## Material
>> Begin
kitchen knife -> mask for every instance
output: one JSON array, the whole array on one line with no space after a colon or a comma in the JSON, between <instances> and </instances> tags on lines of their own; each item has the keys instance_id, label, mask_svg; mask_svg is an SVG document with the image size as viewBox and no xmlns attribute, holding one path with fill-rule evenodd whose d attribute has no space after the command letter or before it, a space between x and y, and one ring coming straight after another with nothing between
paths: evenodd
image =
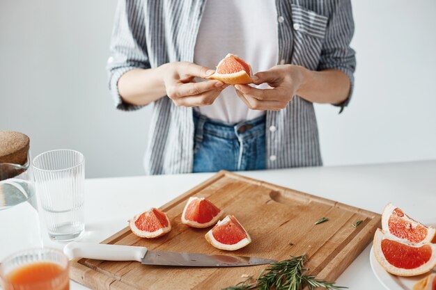
<instances>
[{"instance_id":1,"label":"kitchen knife","mask_svg":"<svg viewBox=\"0 0 436 290\"><path fill-rule=\"evenodd\" d=\"M144 265L190 267L241 267L277 261L251 257L162 252L146 247L72 242L63 248L70 259L82 257L108 261L137 261Z\"/></svg>"}]
</instances>

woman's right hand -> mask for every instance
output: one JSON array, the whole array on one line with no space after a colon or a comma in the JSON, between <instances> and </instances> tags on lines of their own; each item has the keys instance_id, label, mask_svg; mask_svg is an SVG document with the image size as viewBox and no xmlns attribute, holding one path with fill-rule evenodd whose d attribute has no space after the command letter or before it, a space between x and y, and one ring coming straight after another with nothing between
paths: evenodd
<instances>
[{"instance_id":1,"label":"woman's right hand","mask_svg":"<svg viewBox=\"0 0 436 290\"><path fill-rule=\"evenodd\" d=\"M166 95L176 106L211 105L228 86L216 80L195 82L195 77L205 79L215 72L193 63L168 63L160 68Z\"/></svg>"}]
</instances>

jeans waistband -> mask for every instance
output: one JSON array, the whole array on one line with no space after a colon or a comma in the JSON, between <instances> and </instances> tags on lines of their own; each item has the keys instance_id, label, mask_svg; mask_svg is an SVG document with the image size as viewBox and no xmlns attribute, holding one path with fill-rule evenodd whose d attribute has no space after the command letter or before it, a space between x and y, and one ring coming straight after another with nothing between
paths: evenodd
<instances>
[{"instance_id":1,"label":"jeans waistband","mask_svg":"<svg viewBox=\"0 0 436 290\"><path fill-rule=\"evenodd\" d=\"M228 139L240 139L254 138L265 134L265 115L232 124L210 119L194 111L194 120L197 135L201 136L204 132Z\"/></svg>"}]
</instances>

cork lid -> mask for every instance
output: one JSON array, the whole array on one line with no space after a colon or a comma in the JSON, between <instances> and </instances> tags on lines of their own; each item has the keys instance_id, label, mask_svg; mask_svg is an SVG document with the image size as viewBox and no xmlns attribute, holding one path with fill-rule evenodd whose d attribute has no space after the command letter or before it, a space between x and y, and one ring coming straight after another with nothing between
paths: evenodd
<instances>
[{"instance_id":1,"label":"cork lid","mask_svg":"<svg viewBox=\"0 0 436 290\"><path fill-rule=\"evenodd\" d=\"M22 133L0 131L0 163L24 165L29 143L30 139Z\"/></svg>"}]
</instances>

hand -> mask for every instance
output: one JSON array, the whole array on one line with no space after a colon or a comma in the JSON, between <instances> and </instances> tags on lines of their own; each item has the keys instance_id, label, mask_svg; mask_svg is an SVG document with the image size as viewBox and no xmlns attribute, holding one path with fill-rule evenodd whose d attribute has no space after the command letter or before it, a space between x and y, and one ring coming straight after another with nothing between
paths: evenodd
<instances>
[{"instance_id":1,"label":"hand","mask_svg":"<svg viewBox=\"0 0 436 290\"><path fill-rule=\"evenodd\" d=\"M297 65L277 65L252 77L254 84L267 83L270 88L235 85L236 93L251 109L279 111L297 94L303 82L304 70Z\"/></svg>"},{"instance_id":2,"label":"hand","mask_svg":"<svg viewBox=\"0 0 436 290\"><path fill-rule=\"evenodd\" d=\"M194 77L205 78L213 70L188 62L169 63L162 65L166 95L176 106L211 105L227 85L216 80L196 83Z\"/></svg>"}]
</instances>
>> End
Which lines of the records contain the word "kitchen"? Filter for those lines, matching case exactly, and copy each one in full.

kitchen knife -> mask for every instance
[{"instance_id":1,"label":"kitchen knife","mask_svg":"<svg viewBox=\"0 0 436 290\"><path fill-rule=\"evenodd\" d=\"M144 265L190 267L241 267L277 261L251 257L162 252L146 247L72 242L63 248L70 259L82 257L108 261L137 261Z\"/></svg>"}]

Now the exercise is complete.